--- start ---
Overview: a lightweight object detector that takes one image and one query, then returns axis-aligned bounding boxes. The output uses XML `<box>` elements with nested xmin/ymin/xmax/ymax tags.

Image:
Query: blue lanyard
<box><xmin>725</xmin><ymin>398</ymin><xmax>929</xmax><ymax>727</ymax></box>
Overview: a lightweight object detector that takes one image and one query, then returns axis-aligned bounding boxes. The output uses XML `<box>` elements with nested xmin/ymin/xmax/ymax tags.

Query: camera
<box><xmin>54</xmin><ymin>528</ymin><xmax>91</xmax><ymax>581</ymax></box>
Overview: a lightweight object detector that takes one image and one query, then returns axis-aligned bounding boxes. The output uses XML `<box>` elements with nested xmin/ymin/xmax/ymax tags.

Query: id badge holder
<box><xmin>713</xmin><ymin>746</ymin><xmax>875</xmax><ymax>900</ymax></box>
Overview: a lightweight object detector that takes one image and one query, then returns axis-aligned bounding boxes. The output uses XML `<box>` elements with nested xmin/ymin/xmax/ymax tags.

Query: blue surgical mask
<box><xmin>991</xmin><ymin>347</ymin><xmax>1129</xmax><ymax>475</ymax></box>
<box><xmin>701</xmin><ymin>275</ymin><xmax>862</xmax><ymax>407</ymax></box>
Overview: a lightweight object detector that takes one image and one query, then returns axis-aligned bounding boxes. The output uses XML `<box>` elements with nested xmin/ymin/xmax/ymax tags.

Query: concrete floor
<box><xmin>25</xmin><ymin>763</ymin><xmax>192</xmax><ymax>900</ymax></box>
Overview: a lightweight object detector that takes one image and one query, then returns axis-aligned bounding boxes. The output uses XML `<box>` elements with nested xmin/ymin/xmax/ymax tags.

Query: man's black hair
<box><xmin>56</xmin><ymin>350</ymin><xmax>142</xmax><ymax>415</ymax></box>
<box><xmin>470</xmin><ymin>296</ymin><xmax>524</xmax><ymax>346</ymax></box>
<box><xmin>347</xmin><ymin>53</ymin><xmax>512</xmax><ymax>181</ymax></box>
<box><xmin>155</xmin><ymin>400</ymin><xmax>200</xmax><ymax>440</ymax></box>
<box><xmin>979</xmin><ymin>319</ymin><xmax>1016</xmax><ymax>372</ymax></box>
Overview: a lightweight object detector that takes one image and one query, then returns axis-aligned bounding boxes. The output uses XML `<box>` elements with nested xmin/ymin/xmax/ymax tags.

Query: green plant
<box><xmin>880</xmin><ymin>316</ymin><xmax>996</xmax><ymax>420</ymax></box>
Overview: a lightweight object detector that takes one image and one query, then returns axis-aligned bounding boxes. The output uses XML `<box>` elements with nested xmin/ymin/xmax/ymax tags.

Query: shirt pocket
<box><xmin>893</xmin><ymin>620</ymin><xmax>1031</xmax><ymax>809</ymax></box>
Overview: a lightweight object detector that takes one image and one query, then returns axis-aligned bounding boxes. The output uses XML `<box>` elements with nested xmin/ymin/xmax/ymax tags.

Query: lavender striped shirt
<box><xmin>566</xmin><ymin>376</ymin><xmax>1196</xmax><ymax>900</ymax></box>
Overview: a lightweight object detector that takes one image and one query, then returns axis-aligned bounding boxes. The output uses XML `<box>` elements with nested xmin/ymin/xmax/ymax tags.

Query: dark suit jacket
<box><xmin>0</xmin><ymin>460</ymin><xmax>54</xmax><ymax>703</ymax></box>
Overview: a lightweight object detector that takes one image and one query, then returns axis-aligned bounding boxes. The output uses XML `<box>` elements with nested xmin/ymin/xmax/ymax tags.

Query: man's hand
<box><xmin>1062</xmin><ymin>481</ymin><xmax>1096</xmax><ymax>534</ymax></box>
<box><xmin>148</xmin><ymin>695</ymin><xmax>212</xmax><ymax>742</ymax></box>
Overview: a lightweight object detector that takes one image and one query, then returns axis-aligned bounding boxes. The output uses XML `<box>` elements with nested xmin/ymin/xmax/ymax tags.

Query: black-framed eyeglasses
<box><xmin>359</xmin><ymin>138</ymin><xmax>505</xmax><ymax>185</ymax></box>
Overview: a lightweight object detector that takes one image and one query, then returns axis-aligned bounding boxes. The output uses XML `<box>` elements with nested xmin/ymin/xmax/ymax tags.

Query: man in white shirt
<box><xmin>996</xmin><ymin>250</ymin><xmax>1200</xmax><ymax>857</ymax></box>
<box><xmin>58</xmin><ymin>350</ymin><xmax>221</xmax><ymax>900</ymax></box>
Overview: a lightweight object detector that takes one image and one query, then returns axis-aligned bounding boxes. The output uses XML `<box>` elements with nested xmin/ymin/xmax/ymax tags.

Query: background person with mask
--- end ---
Exercise ▸ Copy out every line in the records above that contains the word "mask". Case counts.

Result below ▸
Query: blue surgical mask
Query: background person with mask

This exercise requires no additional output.